• PASSAGE SHOWN:
::::

Not dealing with "secret", dealing with HIPAA and PII data. And *sigh* Homeland Security Theater dictates....
mark
On 5/31/2017 12:46 PM, m.roth@5-cent.us wrote:
Not dealing with "secret", dealing with HIPAA and PII data. And*sigh* Homeland Security Theater dictates....
We run all used disks through a shredder before surplusing any systems, and we are just a manufacturing company dealing with internal corporate IT stuff. the shredder is a truck from a 'data destruction' service that comes every so often and destroys the current inventory of surplus disks. A corporate eSecurity officer witnesses this to ensure drives aren't diverted into the grey market. each drive goes into the shredder and comes out as metal filings.
On 31/05/17 21:23, John R Pierce wrote:
On 5/31/2017 12:46 PM, m.roth@5-cent.us wrote:
Not dealing with "secret", dealing with HIPAA and PII data. And*sigh* Homeland Security Theater dictates....
We run all used disks through a shredder before surplusing any systems, and we are just a manufacturing company dealing with internal corporate IT stuff. the shredder is a truck from a 'data destruction' service that comes every so often and destroys the current inventory of surplus disks. A corporate eSecurity officer witnesses this to ensure drives aren't diverted into the grey market. each drive goes into the shredder and comes out as metal filings.
Not relevant to this particular instance, but for domestic disks I keep them (along with old credit cards, memory sticks etc) until I have the garden incinerator going. With a good bright red firebed the disks don't last long - some run out of the bottom as liquid aluminium. I'm pretty certain even MI5/NSA won't get much off congealed Al!

::::

• RECORDS SHOWN:
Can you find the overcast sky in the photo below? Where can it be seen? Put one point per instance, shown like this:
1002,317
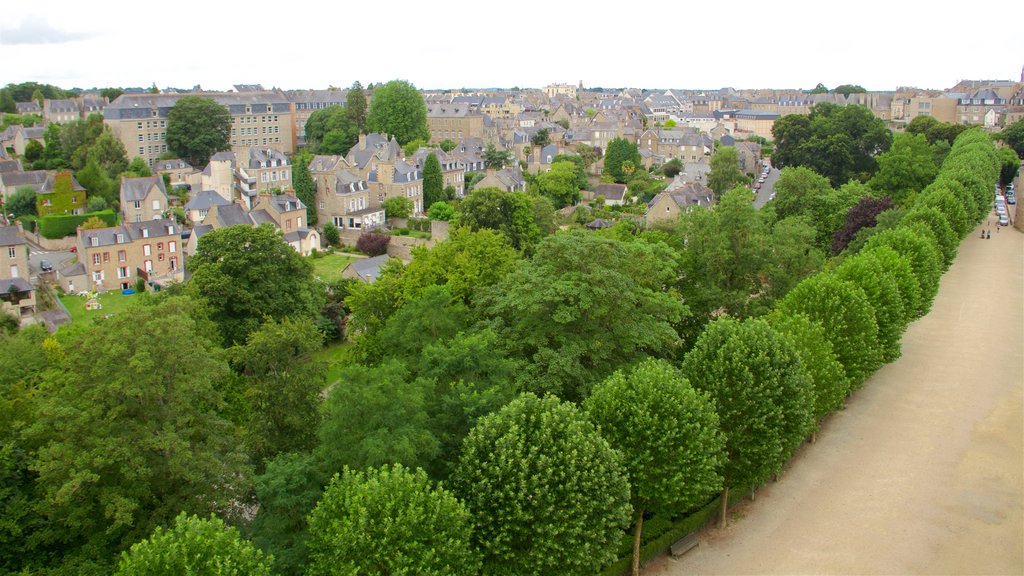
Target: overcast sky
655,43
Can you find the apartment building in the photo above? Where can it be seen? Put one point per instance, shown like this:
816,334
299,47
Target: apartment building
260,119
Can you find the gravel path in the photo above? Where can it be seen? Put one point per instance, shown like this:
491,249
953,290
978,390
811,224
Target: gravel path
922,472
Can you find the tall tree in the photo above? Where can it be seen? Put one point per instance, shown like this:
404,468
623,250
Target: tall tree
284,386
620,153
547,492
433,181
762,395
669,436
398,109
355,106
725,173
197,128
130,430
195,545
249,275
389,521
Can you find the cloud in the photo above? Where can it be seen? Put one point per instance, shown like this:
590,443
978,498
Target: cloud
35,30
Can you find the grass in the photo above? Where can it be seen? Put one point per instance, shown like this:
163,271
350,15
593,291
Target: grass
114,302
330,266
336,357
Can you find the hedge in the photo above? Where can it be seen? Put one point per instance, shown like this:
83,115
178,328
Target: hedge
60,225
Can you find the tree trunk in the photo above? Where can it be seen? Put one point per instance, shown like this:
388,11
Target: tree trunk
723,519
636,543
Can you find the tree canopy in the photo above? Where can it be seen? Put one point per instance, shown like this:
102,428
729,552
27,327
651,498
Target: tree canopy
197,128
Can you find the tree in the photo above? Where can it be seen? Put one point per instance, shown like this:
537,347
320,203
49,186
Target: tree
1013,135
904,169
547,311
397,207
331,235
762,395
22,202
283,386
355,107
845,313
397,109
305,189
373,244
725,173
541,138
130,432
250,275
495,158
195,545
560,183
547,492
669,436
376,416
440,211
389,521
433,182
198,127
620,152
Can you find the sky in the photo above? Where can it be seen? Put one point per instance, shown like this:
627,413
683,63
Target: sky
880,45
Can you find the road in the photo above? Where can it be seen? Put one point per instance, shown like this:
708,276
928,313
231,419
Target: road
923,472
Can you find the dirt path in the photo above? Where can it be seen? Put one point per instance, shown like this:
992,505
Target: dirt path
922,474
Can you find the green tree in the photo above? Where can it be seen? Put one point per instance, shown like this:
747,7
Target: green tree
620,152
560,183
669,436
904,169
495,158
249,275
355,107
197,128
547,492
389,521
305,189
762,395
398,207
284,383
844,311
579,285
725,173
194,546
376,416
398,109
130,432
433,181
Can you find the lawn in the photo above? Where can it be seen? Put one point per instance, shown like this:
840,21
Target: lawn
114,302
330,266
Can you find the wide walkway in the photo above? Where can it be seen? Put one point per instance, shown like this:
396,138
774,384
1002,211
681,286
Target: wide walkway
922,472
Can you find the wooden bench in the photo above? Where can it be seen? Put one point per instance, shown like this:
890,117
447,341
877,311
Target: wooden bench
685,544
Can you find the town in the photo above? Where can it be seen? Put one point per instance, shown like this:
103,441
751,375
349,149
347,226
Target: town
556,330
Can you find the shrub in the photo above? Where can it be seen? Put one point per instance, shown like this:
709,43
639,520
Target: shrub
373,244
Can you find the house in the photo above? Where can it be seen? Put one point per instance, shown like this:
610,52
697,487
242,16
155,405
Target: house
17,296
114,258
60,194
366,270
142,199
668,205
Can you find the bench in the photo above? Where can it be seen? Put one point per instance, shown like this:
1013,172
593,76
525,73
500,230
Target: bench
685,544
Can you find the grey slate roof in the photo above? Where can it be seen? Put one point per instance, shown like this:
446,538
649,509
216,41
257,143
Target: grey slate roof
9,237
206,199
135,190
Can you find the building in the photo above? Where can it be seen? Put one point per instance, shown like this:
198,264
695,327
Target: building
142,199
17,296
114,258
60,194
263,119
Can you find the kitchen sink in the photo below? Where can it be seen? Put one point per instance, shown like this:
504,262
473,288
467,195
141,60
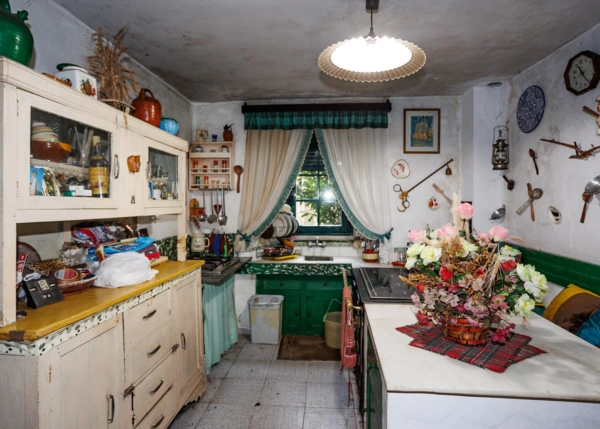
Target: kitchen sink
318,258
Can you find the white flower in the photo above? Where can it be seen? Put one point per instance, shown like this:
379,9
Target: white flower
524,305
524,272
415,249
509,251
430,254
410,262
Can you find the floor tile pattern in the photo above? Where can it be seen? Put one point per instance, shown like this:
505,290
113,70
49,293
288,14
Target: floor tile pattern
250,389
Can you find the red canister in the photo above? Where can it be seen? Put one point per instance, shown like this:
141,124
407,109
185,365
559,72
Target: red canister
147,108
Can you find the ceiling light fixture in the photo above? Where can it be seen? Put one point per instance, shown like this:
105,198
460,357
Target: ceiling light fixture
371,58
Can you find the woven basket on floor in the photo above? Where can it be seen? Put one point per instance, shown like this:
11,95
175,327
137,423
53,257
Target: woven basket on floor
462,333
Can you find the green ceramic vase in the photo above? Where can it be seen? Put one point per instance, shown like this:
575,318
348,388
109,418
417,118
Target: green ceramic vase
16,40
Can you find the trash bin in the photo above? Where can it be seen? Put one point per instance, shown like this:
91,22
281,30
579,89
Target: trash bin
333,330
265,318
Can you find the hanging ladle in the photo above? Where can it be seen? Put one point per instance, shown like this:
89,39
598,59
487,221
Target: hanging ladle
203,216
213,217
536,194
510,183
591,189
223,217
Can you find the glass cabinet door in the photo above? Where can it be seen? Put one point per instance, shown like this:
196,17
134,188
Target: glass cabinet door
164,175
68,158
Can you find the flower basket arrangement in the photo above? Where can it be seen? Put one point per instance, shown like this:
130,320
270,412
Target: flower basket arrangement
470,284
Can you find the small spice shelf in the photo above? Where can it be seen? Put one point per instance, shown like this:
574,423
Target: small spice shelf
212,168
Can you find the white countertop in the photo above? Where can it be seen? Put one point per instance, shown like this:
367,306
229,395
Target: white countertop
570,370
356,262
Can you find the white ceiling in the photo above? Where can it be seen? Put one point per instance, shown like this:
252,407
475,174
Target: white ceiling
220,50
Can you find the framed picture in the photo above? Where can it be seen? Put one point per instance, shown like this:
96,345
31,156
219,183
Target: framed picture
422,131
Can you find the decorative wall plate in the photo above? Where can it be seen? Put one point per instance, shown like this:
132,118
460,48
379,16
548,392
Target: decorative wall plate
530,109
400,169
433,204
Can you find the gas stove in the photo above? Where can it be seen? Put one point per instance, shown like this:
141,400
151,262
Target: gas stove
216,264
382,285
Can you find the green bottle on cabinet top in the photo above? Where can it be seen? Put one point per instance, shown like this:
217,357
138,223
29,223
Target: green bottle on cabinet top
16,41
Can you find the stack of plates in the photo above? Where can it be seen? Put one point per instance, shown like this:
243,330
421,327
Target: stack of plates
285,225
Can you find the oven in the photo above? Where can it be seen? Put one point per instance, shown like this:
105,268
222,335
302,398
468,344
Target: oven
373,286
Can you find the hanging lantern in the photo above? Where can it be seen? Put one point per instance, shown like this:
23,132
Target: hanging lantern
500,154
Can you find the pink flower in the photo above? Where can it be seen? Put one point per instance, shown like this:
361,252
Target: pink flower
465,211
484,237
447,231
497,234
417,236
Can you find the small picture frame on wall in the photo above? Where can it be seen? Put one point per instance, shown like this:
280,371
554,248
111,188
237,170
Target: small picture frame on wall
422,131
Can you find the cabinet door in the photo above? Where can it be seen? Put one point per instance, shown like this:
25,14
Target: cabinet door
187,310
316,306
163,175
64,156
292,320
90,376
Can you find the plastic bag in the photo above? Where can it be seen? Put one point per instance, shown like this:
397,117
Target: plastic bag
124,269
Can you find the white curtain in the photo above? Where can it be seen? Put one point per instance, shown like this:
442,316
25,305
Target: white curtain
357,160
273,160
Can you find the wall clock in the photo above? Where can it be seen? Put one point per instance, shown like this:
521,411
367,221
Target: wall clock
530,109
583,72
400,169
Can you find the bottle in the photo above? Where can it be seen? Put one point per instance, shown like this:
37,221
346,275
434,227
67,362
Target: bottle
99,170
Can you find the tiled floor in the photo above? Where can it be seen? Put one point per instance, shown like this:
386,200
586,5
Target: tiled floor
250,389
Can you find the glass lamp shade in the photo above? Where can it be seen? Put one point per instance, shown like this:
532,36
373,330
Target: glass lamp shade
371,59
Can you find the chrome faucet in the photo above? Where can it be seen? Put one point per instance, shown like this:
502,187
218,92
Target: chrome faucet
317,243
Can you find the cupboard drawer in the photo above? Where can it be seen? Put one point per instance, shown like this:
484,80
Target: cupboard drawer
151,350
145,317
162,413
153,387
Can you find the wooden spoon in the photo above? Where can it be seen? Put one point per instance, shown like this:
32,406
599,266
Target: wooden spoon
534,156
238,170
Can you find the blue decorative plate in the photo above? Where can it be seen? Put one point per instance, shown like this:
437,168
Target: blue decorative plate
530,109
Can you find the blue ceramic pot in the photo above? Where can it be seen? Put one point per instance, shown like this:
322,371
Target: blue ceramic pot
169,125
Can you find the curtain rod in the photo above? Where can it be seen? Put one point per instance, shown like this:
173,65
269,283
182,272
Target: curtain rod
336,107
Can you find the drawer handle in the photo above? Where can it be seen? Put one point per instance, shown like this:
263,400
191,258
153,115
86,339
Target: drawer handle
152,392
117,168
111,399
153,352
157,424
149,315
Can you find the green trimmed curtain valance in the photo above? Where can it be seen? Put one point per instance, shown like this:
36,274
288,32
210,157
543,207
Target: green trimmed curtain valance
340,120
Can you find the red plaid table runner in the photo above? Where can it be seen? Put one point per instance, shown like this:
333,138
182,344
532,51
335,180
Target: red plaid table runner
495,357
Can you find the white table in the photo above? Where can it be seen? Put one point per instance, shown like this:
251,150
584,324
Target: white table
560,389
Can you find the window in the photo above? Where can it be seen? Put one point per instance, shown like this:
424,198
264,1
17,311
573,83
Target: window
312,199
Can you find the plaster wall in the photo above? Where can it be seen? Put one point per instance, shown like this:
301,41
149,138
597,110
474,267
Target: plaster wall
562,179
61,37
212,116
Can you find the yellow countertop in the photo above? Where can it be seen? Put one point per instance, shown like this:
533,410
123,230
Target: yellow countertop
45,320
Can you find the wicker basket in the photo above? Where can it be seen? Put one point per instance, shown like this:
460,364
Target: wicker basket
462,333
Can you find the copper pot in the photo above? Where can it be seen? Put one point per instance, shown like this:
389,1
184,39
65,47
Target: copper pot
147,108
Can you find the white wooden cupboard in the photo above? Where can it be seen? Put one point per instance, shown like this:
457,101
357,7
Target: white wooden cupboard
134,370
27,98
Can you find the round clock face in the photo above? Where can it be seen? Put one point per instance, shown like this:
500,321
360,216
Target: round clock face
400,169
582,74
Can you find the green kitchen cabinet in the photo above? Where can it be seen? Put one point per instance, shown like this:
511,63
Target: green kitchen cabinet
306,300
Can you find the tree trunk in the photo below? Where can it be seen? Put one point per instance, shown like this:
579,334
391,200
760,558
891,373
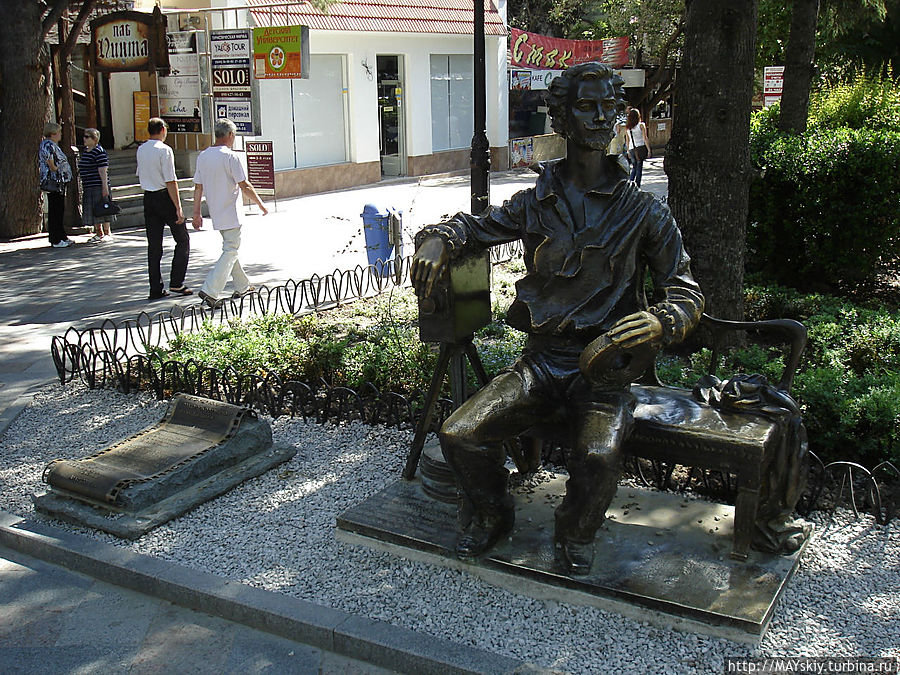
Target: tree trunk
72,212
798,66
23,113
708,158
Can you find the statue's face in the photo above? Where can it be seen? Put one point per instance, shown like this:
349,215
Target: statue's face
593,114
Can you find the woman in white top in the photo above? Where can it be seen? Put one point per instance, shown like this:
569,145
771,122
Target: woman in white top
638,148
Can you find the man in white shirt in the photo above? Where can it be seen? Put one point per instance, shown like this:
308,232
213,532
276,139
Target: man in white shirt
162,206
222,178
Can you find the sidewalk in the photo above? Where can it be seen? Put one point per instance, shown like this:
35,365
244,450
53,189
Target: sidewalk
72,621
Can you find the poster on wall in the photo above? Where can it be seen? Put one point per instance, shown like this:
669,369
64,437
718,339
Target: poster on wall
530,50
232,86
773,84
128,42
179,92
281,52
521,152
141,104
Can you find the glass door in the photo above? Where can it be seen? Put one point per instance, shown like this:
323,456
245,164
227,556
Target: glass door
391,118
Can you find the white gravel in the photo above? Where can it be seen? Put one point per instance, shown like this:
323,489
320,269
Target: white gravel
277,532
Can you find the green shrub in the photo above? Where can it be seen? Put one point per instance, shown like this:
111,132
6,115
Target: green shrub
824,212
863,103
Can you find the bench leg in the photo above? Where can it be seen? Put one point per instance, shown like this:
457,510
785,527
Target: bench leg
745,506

::::

• ASSIGNMENT 1:
Write out the part of the disk-disposal thread that begins at the words "Not relevant to" and stops after "off congealed Al!".
• ASSIGNMENT 2:
In the disk-disposal thread, list each thing the last writer names as kept until the garden incinerator is going.
The material after the disk-disposal thread is separate from it.

• WRITTEN REPLY 1:
Not relevant to this particular instance, but for domestic disks I keep them (along with old credit cards, memory sticks etc) until I have the garden incinerator going. With a good bright red firebed the disks don't last long - some run out of the bottom as liquid aluminium. I'm pretty certain even MI5/NSA won't get much off congealed Al!

• WRITTEN REPLY 2:
- Domestic disks
- Old credit cards
- Memory sticks